▶ _What to produce_:
Reproduce the listing below verbatim.

▶ _Input for this task_:
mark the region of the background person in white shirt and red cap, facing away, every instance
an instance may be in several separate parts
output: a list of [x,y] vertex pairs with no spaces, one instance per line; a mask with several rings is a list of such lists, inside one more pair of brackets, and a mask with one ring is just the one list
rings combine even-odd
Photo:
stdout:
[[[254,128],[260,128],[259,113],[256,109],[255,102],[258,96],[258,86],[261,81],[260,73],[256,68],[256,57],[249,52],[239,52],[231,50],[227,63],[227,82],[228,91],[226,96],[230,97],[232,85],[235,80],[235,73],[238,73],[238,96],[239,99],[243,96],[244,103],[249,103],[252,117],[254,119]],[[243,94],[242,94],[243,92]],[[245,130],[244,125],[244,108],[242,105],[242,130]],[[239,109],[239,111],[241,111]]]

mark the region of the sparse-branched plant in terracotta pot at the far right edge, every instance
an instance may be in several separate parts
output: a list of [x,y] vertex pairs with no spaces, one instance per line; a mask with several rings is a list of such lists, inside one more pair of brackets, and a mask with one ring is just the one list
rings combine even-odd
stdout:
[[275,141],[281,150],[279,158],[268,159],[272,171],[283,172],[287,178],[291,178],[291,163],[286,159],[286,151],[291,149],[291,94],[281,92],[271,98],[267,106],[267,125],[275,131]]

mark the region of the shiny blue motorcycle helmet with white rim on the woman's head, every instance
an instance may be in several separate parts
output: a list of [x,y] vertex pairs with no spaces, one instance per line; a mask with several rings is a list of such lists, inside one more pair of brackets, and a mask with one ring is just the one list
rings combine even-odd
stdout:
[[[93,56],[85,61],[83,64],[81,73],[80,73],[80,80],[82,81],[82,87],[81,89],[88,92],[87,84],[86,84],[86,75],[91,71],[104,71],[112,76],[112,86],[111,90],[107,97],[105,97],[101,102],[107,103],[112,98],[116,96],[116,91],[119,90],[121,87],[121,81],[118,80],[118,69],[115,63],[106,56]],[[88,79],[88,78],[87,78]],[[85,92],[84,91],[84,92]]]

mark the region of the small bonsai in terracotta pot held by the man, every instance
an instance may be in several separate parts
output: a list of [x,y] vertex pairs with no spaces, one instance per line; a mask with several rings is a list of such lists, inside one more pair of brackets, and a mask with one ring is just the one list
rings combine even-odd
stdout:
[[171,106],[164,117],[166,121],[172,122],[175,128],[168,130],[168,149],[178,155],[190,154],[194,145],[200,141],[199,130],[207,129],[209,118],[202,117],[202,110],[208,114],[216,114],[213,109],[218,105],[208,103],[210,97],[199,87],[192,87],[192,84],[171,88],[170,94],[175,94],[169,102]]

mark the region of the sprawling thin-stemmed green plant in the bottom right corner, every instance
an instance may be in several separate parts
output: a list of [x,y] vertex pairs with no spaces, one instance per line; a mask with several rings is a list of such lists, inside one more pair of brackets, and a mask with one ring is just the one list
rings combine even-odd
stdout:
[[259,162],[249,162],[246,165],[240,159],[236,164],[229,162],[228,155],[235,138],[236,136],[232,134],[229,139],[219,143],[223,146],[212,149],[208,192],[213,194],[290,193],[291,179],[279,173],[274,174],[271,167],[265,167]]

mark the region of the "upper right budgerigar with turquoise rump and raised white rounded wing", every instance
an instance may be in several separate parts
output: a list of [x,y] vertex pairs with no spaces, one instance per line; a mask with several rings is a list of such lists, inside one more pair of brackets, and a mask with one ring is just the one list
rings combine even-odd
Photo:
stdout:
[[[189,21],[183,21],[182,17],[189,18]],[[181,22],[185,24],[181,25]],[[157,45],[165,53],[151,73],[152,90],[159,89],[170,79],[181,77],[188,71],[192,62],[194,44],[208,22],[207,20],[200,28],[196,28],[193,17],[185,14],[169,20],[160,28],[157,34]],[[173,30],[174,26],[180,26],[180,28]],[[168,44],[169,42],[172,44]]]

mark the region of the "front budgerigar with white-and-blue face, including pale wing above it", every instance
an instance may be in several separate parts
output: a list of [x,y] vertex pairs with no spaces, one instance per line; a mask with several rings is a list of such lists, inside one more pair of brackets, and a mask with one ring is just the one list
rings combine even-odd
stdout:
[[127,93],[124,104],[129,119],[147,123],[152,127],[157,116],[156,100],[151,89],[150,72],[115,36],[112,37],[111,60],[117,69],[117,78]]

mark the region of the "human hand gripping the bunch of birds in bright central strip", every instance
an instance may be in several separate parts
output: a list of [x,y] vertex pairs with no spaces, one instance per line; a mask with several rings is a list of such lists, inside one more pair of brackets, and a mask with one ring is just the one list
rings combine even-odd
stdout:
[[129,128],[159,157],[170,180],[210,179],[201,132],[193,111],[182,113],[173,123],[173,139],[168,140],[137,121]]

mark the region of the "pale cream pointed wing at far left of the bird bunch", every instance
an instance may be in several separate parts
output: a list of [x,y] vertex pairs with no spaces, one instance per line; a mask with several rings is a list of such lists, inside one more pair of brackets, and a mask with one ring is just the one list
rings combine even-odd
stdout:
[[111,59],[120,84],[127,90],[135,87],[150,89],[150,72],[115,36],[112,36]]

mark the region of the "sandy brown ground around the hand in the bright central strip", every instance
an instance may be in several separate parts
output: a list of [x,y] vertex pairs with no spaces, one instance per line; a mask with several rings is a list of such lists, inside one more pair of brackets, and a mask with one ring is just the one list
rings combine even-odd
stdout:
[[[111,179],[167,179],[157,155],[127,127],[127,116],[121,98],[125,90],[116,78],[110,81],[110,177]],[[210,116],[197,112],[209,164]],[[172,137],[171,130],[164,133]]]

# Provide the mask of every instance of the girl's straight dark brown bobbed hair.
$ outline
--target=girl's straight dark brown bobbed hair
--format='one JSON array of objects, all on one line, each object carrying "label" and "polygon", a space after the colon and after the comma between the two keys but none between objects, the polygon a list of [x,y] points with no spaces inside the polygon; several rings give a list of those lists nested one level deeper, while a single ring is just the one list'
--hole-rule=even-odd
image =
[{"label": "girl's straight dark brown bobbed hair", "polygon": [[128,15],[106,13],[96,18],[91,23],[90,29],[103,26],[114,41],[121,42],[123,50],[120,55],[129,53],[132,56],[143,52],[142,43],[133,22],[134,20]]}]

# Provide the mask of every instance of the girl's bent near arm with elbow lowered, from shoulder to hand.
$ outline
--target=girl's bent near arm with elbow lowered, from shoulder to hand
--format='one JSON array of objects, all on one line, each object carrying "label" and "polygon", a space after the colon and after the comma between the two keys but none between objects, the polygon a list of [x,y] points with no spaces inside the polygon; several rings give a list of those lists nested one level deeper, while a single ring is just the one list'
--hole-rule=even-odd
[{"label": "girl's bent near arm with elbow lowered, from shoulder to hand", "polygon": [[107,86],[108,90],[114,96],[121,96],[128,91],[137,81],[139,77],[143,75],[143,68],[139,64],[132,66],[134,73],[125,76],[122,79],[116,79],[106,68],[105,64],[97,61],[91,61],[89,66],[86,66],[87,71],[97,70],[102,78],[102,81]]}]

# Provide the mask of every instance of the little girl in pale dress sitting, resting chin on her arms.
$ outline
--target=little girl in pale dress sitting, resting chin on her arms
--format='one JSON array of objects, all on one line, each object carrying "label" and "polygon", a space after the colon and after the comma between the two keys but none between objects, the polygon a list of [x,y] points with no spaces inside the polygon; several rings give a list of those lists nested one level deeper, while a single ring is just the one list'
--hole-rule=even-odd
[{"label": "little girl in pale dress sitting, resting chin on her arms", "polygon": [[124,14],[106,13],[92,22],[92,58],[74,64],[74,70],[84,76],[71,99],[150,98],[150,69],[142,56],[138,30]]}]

▶ _Written solution_:
mark the region of the background person in white shirt and red cap, facing away, every instance
an instance may be in several separate parts
output: a list of [x,y] vertex pairs with no spaces, one instance per line; a mask with several rings is a list of such lists, inside one more pair of brackets, and a mask with one ring is just the one list
rings combine even-odd
Photo:
stdout:
[[[254,128],[260,128],[259,113],[256,109],[255,102],[258,96],[258,86],[261,81],[260,73],[256,68],[256,57],[249,52],[239,52],[231,50],[227,63],[227,82],[228,91],[226,96],[230,97],[232,85],[235,80],[235,73],[238,73],[238,96],[239,99],[243,96],[244,103],[249,103],[252,117],[254,119]],[[243,94],[242,94],[243,92]],[[245,130],[244,125],[244,108],[242,105],[242,130]],[[239,109],[239,111],[241,111]]]

mark the region of the sparse-branched plant in terracotta pot at the far right edge, every instance
an instance may be in several separate parts
output: a list of [x,y] vertex pairs with no spaces, one instance per line; a mask with several rings is a list of such lists, inside one more pair of brackets, and a mask with one ring is just the one list
rings combine even-odd
stdout:
[[275,141],[281,150],[279,158],[268,159],[272,171],[283,172],[287,178],[291,178],[291,163],[286,159],[286,151],[291,149],[291,94],[281,92],[271,98],[267,106],[267,125],[275,131]]

mark the region of the shiny blue motorcycle helmet with white rim on the woman's head, every instance
an instance may be in several separate parts
output: a list of [x,y] vertex pairs with no spaces, one instance per line; a mask with several rings is a list of such lists, inside one more pair of brackets, and a mask with one ring is just the one list
rings combine even-odd
stdout:
[[[93,56],[85,61],[83,64],[81,73],[80,73],[80,80],[82,81],[82,87],[81,89],[88,92],[87,84],[86,84],[86,75],[91,71],[104,71],[112,76],[112,86],[111,90],[107,97],[105,97],[101,102],[107,103],[112,98],[116,96],[116,91],[119,90],[121,87],[121,81],[118,80],[118,69],[115,63],[106,56]],[[88,79],[88,78],[87,78]],[[85,92],[84,91],[84,92]]]

mark the region of the small bonsai in terracotta pot held by the man, every instance
an instance may be in several separate parts
output: a list of [x,y] vertex pairs with no spaces, one instance per line; a mask with several rings is a list of such lists, inside one more pair of brackets, and a mask with one ring is just the one list
rings combine even-odd
stdout:
[[171,106],[164,117],[166,121],[172,122],[175,128],[168,130],[168,149],[178,155],[190,154],[194,145],[200,141],[199,130],[207,129],[209,118],[202,117],[202,110],[208,114],[216,114],[213,109],[218,105],[208,103],[210,97],[199,87],[192,87],[192,84],[171,88],[170,94],[175,94],[169,102]]

mark the region of the sprawling thin-stemmed green plant in the bottom right corner, every instance
an instance may be in several separate parts
output: a list of [x,y] vertex pairs with no spaces, one instance per line; a mask with several rings is a list of such lists, inside one more pair of brackets, and a mask with one ring is just the one list
rings combine even-odd
stdout:
[[259,162],[249,162],[246,165],[240,159],[236,164],[229,162],[228,155],[235,138],[236,136],[232,134],[229,139],[219,143],[223,146],[212,149],[208,192],[213,194],[290,193],[291,179],[279,173],[274,174],[271,167],[265,167]]

mark the region of the "upper right budgerigar with turquoise rump and raised white rounded wing", every instance
an instance may be in several separate parts
output: a list of [x,y] vertex pairs with no spaces, one instance per line; a mask with several rings is a list of such lists, inside one more pair of brackets, and a mask with one ring is just the one list
rings combine even-odd
Photo:
stdout:
[[[189,21],[183,21],[182,17],[189,18]],[[181,22],[185,24],[181,25]],[[157,45],[165,53],[151,73],[152,90],[159,89],[170,79],[181,77],[188,71],[192,62],[194,44],[208,22],[207,20],[200,28],[196,28],[193,17],[185,14],[169,20],[160,28],[157,34]],[[173,30],[174,26],[180,26],[180,28]],[[168,44],[169,42],[172,44]]]

mark the region of the "front budgerigar with white-and-blue face, including pale wing above it", every instance
an instance may be in several separate parts
output: a list of [x,y] vertex pairs with no spaces, one instance per line; a mask with several rings is a list of such lists, inside one more pair of brackets, and a mask with one ring is just the one list
rings combine even-odd
stdout:
[[127,93],[124,104],[129,119],[147,123],[152,127],[157,116],[156,100],[151,89],[150,72],[115,36],[112,37],[111,60],[117,69],[117,78]]

mark the region of the "human hand gripping the bunch of birds in bright central strip", every instance
an instance may be in several separate parts
output: a list of [x,y] vertex pairs with no spaces, one instance per line; a mask with several rings is a list of such lists, inside one more pair of brackets, and a mask with one ring is just the one list
rings combine even-odd
stdout:
[[129,128],[159,157],[170,180],[210,179],[201,132],[193,111],[182,113],[173,123],[173,139],[168,140],[137,121]]

mark the region of the "pale cream pointed wing at far left of the bird bunch", every instance
an instance may be in several separate parts
output: a list of [x,y] vertex pairs with no spaces, one instance per line; a mask with several rings is a list of such lists, inside one more pair of brackets, and a mask with one ring is just the one list
rings combine even-odd
stdout:
[[111,59],[120,84],[127,90],[135,87],[150,89],[150,72],[115,36],[112,36]]

mark the region of the "sandy brown ground around the hand in the bright central strip", every instance
an instance may be in several separate parts
output: a list of [x,y] vertex pairs with no spaces, one instance per line; a mask with several rings is a list of such lists, inside one more pair of brackets, and a mask with one ring is just the one list
rings combine even-odd
stdout:
[[[111,179],[167,179],[157,155],[127,127],[127,116],[121,98],[125,90],[116,78],[110,81],[110,177]],[[210,116],[197,112],[209,164]],[[172,137],[171,130],[164,133]]]

# Provide the mask of every instance of the girl's straight dark brown bobbed hair.
$ outline
--target=girl's straight dark brown bobbed hair
--format='one JSON array of objects, all on one line, each object carrying "label" and "polygon", a space after the colon and after the comma between the two keys but none between objects, the polygon a list of [x,y] points with no spaces inside the polygon; several rings give a list of those lists nested one level deeper, while a single ring is just the one list'
--hole-rule=even-odd
image =
[{"label": "girl's straight dark brown bobbed hair", "polygon": [[128,15],[106,13],[96,18],[91,23],[90,29],[103,26],[114,41],[121,42],[123,50],[120,55],[129,53],[132,56],[143,52],[142,43],[133,22],[134,20]]}]

# Provide the mask of every instance of the girl's bent near arm with elbow lowered, from shoulder to hand.
$ outline
--target=girl's bent near arm with elbow lowered, from shoulder to hand
--format='one JSON array of objects, all on one line, each object carrying "label" and "polygon", a space after the colon and after the comma between the two keys but none between objects, the polygon a list of [x,y] points with no spaces inside the polygon; several rings give a list of those lists nested one level deeper, while a single ring is just the one list'
--hole-rule=even-odd
[{"label": "girl's bent near arm with elbow lowered, from shoulder to hand", "polygon": [[107,86],[108,90],[114,96],[121,96],[128,91],[137,81],[139,77],[143,75],[143,68],[139,64],[132,66],[134,73],[125,76],[122,79],[116,79],[106,68],[105,64],[97,61],[91,61],[89,66],[86,66],[87,71],[97,70],[102,78],[102,81]]}]

# Provide the mask of every instance of the little girl in pale dress sitting, resting chin on her arms.
$ outline
--target=little girl in pale dress sitting, resting chin on her arms
--format='one JSON array of objects, all on one line, each object carrying "label" and "polygon", a space after the colon and after the comma between the two keys but none between objects, the polygon a list of [x,y] points with no spaces inside the polygon; several rings give a list of those lists nested one level deeper, while a single ring is just the one list'
--hole-rule=even-odd
[{"label": "little girl in pale dress sitting, resting chin on her arms", "polygon": [[124,14],[106,13],[92,22],[92,58],[74,64],[74,70],[84,76],[71,99],[150,98],[150,69],[142,56],[138,30]]}]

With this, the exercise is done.